» **TEXT EXTRACT**
++++

Question
I work for a small business that produces moldings. I would like to exemplify to the President and Vice President that a streamlined flow is important and can directly improve or hurt our bottom line.
Right now we bring in our surfaced lumber through a door that is right next to the molder and cart it over to the rip saw for blanking near the loading dock. We then of course bring it back over to the molder, mold it and then haul it right by the ripsaw on to the loading dock. Does this make any sense at all?
I know that if I tell them that it would be effective to switch things around they would say that it wouldn't make any sense because they are too busy running moldings and ripping blanks to stop production for a couple of days. Is there a way that I could show them in the numbers that this can be very effective?
Forum Responses
(Business Forum)
From contributor J:
You can do a small "sensitivity analysis" to demonstrate the potential savings that exist if you were to streamline the production process. A sensitivity analysis is nothing more than a model or set of calculations that you run under several different scenarios. You can do a "most likely," "least or worse case scenario," and finally, "best case scenario." Your variable here would be the amount of time you could save in moving materials around.
I think you'll want to quantify the amount of time you are currently spending on moving materials on a per project or hours/day basis. So, if you are spending 2 hours moving materials around now, and you think streamlining would save an hour per day in moving the materials, you will effectively be saving 5 hours of labor a week. While this is probably a little drastic as intended for the sake of this argument, you can see where even saving 10 minutes a day will mount up over the course of a year (over 43 hours assuming a 260 day work year). In this scenario, if you would only have to stop production for under 40 hours, it would be economical to do so and you would improve your bottom line in year 1. Obviously, for an ongoing entity, it would increase profitability every year going forward by that amount. Other variables to factor in would be costs for moving equipment (electric outlets, dust collection, etc.).
Be careful when presenting to the management. It could be a sensitive topic as you don't want to tell them they are doing their job wrong, but try to suggest it in a friendly and non-confrontational manner. You may even want to volunteer to come in on the weekend to help move the equipment and reorganize the line to be ready for production during the regular week - thus, not holding up production time at all. It would be an excellent opportunity to prove your value and commitment to the company to your bosses. If they are alert managers, they would hopefully remember this come raise or bonus time.

++++

[Stored data entries]
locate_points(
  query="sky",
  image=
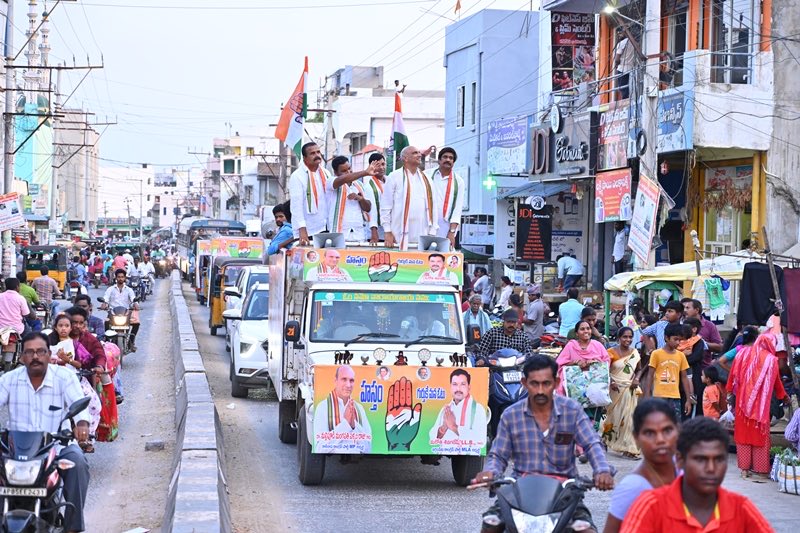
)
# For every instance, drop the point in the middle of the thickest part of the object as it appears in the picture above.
(178, 73)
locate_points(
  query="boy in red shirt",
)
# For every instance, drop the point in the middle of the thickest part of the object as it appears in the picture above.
(695, 502)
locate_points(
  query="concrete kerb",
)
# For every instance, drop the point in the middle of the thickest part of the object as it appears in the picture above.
(198, 497)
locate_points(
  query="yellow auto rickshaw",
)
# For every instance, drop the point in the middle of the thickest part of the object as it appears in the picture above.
(224, 272)
(54, 258)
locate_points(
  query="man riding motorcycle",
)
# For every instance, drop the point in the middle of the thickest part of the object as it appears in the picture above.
(24, 390)
(539, 435)
(120, 295)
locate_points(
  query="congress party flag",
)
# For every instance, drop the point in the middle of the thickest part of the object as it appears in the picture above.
(293, 115)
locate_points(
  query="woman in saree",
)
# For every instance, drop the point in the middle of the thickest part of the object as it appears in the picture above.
(582, 351)
(625, 365)
(753, 379)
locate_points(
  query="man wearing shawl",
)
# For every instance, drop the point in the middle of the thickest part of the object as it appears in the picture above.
(407, 205)
(753, 379)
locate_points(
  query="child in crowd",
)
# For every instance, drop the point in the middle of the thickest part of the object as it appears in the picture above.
(714, 396)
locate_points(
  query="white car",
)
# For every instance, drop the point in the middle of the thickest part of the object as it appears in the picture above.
(234, 296)
(248, 340)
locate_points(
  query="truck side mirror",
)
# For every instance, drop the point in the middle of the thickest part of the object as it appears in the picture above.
(473, 335)
(291, 332)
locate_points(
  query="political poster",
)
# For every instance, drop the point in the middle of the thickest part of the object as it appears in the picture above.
(400, 410)
(643, 223)
(11, 215)
(613, 196)
(341, 265)
(573, 41)
(506, 151)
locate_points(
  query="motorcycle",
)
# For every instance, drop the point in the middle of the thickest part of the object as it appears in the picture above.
(119, 319)
(537, 503)
(30, 480)
(11, 348)
(505, 387)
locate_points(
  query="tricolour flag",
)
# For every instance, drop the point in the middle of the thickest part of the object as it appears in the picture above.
(399, 137)
(293, 116)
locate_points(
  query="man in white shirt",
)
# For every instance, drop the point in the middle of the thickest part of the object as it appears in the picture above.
(570, 272)
(342, 418)
(463, 419)
(309, 196)
(407, 209)
(620, 242)
(37, 396)
(350, 206)
(448, 189)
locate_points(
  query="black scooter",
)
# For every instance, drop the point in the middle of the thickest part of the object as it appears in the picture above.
(537, 503)
(31, 488)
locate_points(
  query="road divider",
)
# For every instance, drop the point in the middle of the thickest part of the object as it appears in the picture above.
(198, 493)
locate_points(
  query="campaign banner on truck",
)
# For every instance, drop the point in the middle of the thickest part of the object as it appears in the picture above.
(244, 247)
(10, 211)
(613, 196)
(343, 265)
(643, 223)
(400, 410)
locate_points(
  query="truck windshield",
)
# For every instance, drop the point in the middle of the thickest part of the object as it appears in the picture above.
(343, 315)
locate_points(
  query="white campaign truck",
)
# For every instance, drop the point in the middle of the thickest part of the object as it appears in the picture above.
(367, 356)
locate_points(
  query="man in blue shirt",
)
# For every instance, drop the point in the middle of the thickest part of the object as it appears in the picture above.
(570, 272)
(284, 238)
(569, 312)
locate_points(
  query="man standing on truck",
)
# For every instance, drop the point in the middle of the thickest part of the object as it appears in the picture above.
(308, 195)
(350, 206)
(407, 208)
(340, 423)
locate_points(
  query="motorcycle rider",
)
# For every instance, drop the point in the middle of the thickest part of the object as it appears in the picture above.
(120, 295)
(36, 395)
(47, 289)
(539, 435)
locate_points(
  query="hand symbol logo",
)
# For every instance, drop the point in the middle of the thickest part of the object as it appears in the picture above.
(402, 420)
(381, 267)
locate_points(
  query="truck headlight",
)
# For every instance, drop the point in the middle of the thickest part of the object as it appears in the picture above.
(22, 472)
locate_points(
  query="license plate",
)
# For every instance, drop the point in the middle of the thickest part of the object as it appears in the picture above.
(20, 491)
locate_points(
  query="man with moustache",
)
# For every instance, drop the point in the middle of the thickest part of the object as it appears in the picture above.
(407, 206)
(374, 185)
(308, 195)
(448, 193)
(538, 436)
(37, 396)
(339, 413)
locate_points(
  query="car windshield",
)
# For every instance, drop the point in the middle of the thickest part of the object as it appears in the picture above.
(257, 306)
(343, 316)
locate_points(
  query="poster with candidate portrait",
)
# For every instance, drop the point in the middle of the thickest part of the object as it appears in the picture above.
(573, 41)
(400, 410)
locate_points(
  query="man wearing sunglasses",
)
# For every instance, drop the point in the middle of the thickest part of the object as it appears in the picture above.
(37, 396)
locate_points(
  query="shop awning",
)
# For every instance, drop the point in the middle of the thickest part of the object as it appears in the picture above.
(730, 267)
(537, 188)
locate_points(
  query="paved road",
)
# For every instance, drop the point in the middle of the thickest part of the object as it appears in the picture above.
(371, 495)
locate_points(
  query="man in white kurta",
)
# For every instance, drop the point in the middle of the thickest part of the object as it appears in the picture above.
(407, 210)
(462, 422)
(309, 195)
(448, 195)
(340, 423)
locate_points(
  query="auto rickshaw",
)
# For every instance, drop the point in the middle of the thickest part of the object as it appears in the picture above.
(223, 275)
(53, 257)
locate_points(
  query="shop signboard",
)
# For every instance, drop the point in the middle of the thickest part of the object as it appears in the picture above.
(507, 143)
(675, 120)
(10, 211)
(573, 42)
(534, 233)
(643, 223)
(613, 196)
(366, 422)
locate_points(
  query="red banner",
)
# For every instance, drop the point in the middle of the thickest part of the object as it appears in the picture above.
(613, 196)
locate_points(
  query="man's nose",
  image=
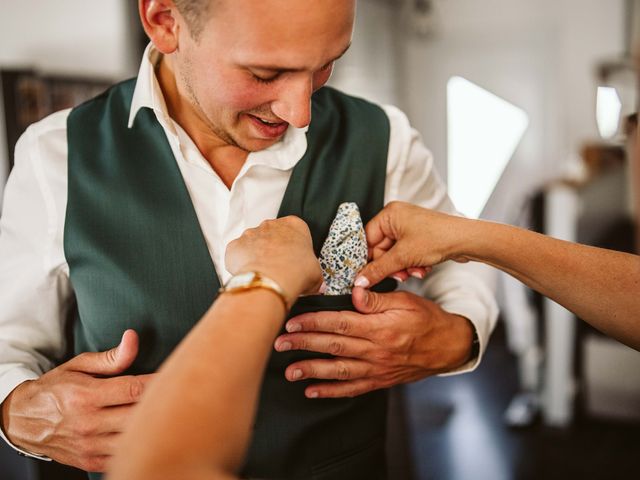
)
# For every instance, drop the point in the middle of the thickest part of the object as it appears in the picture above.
(293, 104)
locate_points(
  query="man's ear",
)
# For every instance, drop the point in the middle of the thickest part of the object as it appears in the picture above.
(160, 20)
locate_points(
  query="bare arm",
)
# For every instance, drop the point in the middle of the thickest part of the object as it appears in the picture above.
(195, 421)
(600, 286)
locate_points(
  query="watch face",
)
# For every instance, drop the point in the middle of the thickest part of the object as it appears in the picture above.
(242, 279)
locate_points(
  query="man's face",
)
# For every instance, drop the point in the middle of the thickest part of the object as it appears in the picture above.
(257, 62)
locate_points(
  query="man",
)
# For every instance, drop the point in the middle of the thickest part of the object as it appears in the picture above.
(117, 216)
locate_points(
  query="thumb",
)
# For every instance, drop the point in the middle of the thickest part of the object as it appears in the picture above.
(367, 301)
(109, 362)
(377, 270)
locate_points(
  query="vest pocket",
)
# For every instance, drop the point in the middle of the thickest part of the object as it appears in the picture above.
(318, 303)
(367, 461)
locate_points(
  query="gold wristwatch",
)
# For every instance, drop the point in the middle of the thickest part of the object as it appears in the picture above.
(250, 281)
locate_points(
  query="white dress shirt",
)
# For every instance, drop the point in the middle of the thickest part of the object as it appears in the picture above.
(35, 292)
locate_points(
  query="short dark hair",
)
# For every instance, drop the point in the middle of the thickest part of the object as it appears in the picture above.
(195, 13)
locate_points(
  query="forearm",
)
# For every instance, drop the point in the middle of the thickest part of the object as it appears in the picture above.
(197, 414)
(600, 286)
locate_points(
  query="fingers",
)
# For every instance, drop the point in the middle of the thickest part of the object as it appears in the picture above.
(115, 419)
(328, 369)
(110, 362)
(122, 390)
(338, 345)
(342, 323)
(369, 302)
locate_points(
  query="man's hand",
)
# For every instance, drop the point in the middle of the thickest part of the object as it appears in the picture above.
(73, 415)
(282, 249)
(396, 338)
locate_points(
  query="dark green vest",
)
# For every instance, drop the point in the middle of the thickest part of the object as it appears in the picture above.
(138, 259)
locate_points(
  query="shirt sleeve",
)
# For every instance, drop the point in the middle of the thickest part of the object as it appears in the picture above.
(457, 288)
(35, 292)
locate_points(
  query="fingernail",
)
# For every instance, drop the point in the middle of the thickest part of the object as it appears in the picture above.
(293, 327)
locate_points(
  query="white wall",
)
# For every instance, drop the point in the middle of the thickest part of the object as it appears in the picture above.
(74, 37)
(370, 68)
(539, 55)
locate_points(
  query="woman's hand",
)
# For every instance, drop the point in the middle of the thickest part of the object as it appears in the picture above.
(404, 237)
(281, 249)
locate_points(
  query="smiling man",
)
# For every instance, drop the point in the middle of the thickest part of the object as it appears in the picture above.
(117, 216)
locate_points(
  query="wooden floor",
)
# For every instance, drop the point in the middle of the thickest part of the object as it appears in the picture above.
(457, 432)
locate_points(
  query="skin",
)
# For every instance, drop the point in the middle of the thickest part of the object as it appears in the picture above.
(209, 438)
(598, 285)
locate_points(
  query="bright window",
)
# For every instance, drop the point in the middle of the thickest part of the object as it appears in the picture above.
(484, 131)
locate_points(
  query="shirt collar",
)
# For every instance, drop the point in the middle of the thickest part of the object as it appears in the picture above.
(147, 94)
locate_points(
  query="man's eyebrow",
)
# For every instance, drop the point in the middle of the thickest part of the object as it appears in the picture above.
(276, 68)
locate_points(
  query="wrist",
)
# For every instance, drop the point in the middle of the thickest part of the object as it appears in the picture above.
(256, 279)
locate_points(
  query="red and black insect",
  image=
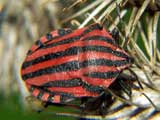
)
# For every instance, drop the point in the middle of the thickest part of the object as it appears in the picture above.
(66, 64)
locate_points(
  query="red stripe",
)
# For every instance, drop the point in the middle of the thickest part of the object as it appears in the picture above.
(48, 63)
(64, 47)
(81, 57)
(76, 91)
(56, 99)
(38, 81)
(98, 82)
(35, 92)
(79, 43)
(45, 96)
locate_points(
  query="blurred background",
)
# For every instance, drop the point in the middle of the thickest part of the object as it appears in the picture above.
(22, 22)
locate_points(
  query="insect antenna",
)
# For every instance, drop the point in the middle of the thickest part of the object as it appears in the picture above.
(156, 108)
(139, 83)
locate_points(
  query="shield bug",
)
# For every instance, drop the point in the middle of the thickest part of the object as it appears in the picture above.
(66, 64)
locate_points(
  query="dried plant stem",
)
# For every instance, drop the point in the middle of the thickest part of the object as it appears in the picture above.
(84, 10)
(95, 12)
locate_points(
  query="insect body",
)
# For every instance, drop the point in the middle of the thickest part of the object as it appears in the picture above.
(67, 64)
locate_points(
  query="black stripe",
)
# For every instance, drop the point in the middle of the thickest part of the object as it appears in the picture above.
(102, 62)
(63, 83)
(91, 28)
(41, 93)
(49, 36)
(67, 52)
(39, 43)
(103, 75)
(50, 98)
(72, 39)
(64, 41)
(73, 83)
(72, 51)
(62, 32)
(92, 88)
(69, 66)
(73, 65)
(32, 88)
(101, 38)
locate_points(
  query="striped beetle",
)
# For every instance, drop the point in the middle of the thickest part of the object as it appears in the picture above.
(66, 64)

++++

» **EXERCISE TASKS**
1. Name every scenario that contributor J suggests running in a sensitivity analysis in the molding shop forum thread.
2. Pull out each line of the entries that includes the string "dark".

» **PER-TASK ANSWERS**
1.
- most likely
- least or worse case scenario
- best case scenario

2.
  query="short dark hair",
  query="dark green vest",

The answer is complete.